→ Written exercise: Type every record exactly as it appears.

→ Records shown:

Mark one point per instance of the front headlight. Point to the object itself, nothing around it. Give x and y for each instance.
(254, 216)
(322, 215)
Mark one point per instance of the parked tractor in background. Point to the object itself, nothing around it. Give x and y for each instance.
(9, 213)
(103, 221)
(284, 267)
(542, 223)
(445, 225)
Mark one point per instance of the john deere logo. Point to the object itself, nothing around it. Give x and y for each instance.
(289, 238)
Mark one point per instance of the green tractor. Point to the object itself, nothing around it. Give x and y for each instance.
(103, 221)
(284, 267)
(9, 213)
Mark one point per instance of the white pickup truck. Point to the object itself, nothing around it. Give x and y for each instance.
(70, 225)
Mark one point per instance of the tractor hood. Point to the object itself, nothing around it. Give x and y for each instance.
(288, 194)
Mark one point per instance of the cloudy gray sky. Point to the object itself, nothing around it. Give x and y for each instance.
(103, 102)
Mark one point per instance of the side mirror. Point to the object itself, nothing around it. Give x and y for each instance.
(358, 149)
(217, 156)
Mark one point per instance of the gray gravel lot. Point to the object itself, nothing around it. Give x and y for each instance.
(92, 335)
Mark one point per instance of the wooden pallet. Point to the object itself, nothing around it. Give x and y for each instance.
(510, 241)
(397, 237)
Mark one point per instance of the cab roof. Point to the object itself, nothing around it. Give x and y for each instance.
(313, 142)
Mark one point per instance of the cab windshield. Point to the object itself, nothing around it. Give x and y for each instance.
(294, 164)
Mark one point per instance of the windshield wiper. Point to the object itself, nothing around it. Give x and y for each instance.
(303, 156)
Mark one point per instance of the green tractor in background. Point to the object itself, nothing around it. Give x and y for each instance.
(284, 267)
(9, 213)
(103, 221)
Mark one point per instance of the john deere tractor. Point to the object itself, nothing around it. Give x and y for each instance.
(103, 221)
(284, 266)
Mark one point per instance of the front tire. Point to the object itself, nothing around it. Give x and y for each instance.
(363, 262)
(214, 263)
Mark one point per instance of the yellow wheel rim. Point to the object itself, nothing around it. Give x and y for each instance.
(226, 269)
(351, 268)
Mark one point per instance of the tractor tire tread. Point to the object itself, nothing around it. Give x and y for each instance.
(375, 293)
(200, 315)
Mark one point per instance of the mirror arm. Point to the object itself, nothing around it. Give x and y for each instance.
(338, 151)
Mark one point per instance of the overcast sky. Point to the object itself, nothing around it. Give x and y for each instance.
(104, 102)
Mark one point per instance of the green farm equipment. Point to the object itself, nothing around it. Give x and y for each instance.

→ Reply to the task:
Mark one point per instance of the front headlight. Point to the object itself, nothing around it. Give x and y for each instance.
(254, 216)
(322, 215)
Mark one point per instance of the parked tractor in background. Point to the object itself, nothing around it. Give x and y for each instance.
(9, 213)
(103, 221)
(284, 267)
(542, 223)
(445, 225)
Mark one point per instance of the john deere logo. Point to the object itself, nothing around it. Give x and y for each instance.
(289, 238)
Mark one point per instance of the green tractor. Point to the object itself, nothing around it. Give x and y for each instance.
(103, 221)
(284, 267)
(9, 213)
Mark one point per instance of the white pickup truck. Point to the object itself, nothing around it. Give x and y for each instance.
(70, 225)
Mark one point per instance of the tractor hood. Point to the object itself, nothing around it. Give x and y for each instance.
(288, 194)
Mark one point per instance of the cloudy gray sky. Point to the object itself, nothing around it. Give x and y for each instance.
(103, 102)
Mark one point per instance of the side mirror. Point to the object itself, nothing around it. Give x and y for each instance.
(358, 149)
(217, 156)
Mark one point per instance of the gray gravel lot. Point to the object itself, nothing around it. Give x and y for each instance.
(92, 335)
Mark one point per instance of the wooden pallet. Point to the object itself, nothing around it. Give x and y for each instance.
(510, 241)
(397, 237)
Mark one point per instance of the cab roof. Point to the object itself, nothing around it. Give x and y for each instance.
(313, 142)
Mark one point per instance of the cab windshield. Point to the object itself, nothing around it. Give x and y for each instance.
(294, 164)
Mark one point per instance of the windshield wiper. Point to the object itself, nothing around it. Give x and y for each instance.
(303, 156)
Mark one point per instance of the green tractor in background. Point to the object itself, nothing around it. Give x and y for each instance.
(284, 267)
(9, 213)
(103, 221)
Mark one point per instance of the john deere tractor. Point to the object itself, nothing around it. Give x and y for each instance.
(103, 221)
(284, 266)
Mark one point per instance of the front tire. Point to the object itself, nothing around it. Give x and y for each instance.
(363, 262)
(214, 263)
Mark one point per instance of the yellow wheel rim. Point to the object itself, nothing around it. Give x and y for each instance.
(226, 269)
(351, 268)
Mark one point per instance of the tractor tire tread. Point to the object itself, nothing around it. Give x and y for each instance.
(375, 293)
(200, 315)
Mark one point per instance of the mirror arm. Point to the object itself, nothing around it. Give x and y for each instance.
(338, 151)
Mark one point per instance of the overcast sky. Point to the object itself, nothing around it. Give x and y for each instance.
(104, 102)
Mark one point per instance of the green farm equipment. Point to the object itself, nothing around it. Give x and y for each instance.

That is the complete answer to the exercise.